===== Given information =====
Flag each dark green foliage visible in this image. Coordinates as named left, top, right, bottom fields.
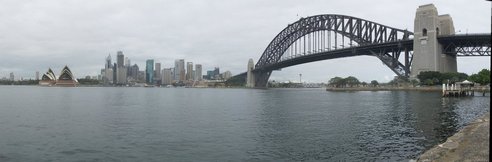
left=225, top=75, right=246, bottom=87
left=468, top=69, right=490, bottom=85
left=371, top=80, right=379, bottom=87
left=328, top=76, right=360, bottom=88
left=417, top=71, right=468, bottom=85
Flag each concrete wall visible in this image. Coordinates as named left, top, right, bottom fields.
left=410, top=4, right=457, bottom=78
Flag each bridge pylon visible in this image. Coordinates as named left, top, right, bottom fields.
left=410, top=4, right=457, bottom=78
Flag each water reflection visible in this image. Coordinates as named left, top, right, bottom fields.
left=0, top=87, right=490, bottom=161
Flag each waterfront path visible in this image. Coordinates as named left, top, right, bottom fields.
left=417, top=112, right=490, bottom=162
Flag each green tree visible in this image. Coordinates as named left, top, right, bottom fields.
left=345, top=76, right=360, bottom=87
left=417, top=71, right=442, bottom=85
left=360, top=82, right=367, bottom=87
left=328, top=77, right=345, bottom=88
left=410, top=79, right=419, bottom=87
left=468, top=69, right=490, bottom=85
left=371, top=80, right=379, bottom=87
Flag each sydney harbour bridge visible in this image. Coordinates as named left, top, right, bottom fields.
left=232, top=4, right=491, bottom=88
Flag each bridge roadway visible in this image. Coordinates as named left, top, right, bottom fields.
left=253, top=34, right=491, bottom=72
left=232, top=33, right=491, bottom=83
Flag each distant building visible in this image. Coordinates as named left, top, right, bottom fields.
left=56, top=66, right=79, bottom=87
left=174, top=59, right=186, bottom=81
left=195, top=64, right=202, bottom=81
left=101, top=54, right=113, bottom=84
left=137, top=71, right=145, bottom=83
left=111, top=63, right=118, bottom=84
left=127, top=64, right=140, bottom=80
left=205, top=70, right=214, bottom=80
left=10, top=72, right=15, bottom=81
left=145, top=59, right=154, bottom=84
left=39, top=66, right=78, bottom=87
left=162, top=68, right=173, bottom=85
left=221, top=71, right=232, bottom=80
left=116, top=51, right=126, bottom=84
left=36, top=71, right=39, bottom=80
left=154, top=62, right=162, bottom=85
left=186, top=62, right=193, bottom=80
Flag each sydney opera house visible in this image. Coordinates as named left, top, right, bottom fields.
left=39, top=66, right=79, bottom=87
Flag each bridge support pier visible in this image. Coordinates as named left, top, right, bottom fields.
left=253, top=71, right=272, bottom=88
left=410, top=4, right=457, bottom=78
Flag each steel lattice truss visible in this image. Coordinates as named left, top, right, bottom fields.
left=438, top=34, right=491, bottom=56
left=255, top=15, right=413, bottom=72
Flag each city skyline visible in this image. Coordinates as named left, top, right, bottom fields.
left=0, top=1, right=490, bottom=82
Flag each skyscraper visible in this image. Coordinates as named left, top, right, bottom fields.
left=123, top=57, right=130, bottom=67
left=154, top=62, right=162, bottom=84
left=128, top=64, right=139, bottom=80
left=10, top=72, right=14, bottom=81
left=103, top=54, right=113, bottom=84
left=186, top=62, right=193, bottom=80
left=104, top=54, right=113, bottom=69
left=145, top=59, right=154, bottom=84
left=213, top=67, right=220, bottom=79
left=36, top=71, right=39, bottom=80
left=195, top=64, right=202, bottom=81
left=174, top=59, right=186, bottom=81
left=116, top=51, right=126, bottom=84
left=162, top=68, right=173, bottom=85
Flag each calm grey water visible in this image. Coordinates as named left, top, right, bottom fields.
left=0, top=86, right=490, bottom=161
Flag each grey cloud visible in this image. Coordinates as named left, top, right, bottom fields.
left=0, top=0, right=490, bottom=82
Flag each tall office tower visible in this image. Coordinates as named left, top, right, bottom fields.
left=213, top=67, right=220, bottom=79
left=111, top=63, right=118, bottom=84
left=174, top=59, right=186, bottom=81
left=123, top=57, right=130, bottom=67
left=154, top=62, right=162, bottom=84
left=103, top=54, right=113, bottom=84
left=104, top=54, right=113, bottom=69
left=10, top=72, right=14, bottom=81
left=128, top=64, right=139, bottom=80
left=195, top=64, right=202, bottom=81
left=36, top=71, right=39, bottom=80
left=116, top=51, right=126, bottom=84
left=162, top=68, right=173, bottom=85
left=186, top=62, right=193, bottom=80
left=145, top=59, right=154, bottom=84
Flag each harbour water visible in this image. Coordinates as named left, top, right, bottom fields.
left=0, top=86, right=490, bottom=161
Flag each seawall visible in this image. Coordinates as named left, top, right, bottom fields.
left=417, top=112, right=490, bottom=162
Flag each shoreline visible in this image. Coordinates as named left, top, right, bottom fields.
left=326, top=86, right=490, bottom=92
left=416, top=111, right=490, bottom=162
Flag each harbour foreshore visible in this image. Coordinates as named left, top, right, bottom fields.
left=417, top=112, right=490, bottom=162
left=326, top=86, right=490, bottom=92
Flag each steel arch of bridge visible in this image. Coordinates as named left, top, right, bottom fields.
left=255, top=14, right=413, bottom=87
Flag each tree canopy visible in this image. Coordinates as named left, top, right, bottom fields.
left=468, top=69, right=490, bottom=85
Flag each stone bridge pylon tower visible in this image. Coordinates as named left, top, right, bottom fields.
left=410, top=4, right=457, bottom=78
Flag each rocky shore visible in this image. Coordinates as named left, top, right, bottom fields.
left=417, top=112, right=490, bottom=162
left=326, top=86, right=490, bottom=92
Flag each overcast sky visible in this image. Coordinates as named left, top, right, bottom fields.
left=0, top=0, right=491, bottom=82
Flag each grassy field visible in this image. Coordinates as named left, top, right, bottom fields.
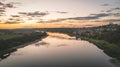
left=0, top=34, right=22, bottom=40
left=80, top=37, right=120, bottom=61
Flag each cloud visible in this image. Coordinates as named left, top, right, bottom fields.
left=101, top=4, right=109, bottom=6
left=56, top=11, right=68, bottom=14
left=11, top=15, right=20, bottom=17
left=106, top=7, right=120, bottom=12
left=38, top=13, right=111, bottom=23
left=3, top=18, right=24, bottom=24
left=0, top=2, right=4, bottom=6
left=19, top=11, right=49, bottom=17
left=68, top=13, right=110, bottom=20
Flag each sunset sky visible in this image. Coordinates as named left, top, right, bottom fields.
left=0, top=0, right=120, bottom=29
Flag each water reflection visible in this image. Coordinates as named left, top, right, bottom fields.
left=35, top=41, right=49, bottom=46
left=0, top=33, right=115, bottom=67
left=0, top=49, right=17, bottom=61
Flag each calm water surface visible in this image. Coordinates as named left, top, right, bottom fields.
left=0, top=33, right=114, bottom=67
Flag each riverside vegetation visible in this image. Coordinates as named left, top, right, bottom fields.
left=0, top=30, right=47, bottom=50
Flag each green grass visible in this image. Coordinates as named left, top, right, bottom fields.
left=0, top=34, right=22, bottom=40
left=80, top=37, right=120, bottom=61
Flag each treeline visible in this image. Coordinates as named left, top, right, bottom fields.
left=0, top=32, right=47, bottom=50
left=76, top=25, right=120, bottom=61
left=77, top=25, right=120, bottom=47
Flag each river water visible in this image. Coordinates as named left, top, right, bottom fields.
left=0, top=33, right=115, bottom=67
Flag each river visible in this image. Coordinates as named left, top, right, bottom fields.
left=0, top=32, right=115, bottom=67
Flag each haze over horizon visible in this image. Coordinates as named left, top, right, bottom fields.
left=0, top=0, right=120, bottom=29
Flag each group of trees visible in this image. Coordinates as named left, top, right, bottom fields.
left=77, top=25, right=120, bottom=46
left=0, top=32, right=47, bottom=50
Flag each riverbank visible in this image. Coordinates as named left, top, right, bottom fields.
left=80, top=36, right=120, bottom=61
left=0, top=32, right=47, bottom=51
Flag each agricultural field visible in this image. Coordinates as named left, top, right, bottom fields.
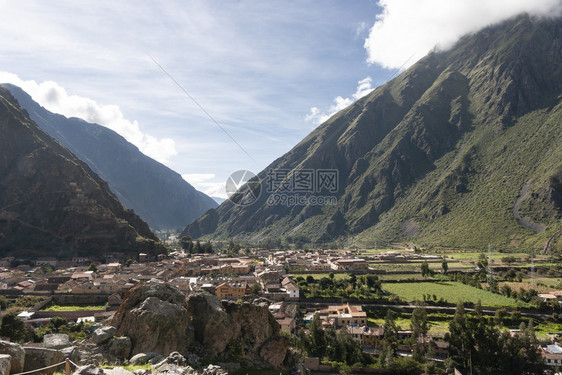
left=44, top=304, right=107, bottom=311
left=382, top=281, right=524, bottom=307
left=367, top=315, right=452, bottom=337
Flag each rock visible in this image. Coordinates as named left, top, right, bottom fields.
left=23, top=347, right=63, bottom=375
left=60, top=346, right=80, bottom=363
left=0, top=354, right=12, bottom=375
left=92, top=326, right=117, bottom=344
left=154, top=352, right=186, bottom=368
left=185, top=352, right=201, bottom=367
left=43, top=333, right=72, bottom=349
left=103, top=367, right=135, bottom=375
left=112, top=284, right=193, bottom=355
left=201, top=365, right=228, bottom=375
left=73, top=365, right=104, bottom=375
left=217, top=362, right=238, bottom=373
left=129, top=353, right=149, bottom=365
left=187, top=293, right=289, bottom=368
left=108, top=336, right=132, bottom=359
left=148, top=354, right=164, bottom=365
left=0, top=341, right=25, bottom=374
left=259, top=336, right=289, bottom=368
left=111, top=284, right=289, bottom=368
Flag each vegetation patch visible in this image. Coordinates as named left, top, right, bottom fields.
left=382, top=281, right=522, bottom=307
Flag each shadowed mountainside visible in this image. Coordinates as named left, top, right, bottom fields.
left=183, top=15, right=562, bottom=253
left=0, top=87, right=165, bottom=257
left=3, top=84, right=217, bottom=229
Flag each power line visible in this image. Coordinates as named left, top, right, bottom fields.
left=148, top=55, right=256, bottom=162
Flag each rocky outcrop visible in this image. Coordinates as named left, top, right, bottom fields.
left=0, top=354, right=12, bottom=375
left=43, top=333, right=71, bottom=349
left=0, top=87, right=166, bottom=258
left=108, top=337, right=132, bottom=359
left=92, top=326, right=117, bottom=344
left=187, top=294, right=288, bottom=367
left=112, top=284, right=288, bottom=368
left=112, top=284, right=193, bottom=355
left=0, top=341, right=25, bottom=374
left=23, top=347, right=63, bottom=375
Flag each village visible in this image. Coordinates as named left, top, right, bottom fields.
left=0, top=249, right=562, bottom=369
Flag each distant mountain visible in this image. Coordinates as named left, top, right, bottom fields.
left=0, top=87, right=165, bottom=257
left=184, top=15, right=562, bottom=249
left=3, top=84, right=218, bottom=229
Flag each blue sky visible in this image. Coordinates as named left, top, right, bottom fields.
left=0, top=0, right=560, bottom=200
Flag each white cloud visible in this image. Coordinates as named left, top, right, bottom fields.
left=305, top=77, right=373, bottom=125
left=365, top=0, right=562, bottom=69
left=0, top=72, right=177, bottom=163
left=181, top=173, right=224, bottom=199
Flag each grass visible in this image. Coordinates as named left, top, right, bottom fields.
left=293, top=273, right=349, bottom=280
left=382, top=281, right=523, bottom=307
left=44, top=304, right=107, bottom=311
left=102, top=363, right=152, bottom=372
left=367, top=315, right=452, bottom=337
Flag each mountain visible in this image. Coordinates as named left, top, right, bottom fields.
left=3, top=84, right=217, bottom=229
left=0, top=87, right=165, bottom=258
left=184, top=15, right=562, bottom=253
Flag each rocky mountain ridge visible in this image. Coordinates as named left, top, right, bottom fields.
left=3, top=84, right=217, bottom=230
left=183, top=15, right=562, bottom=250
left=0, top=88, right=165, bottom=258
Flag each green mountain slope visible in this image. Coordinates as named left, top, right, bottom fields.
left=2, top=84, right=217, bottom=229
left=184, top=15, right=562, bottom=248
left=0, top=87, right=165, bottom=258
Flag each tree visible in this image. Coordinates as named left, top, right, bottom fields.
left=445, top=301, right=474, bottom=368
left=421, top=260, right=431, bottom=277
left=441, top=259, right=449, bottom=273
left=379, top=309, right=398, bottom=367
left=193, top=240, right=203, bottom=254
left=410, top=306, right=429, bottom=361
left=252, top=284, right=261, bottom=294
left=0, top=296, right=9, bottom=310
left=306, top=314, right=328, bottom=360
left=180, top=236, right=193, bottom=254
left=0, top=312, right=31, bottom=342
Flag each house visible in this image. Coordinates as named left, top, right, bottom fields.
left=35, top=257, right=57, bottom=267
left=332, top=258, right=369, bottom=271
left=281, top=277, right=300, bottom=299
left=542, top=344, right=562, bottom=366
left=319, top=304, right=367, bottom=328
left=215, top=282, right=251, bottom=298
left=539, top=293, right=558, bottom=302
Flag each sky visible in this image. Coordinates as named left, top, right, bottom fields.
=====
Work to complete.
Could you write out the entries again, from the line containing "Flag each calm grey" up to and including the line containing "left=0, top=0, right=490, bottom=82", with every bounding-box coordinate increased by 141 and the requests repeated unchanged?

Result of the exercise.
Flag each calm grey water visible in this image. Coordinates as named left, top, right, bottom fields.
left=141, top=227, right=631, bottom=302
Flag each grey cloud visible in this image. Coordinates as named left, top, right, bottom fields.
left=141, top=141, right=631, bottom=223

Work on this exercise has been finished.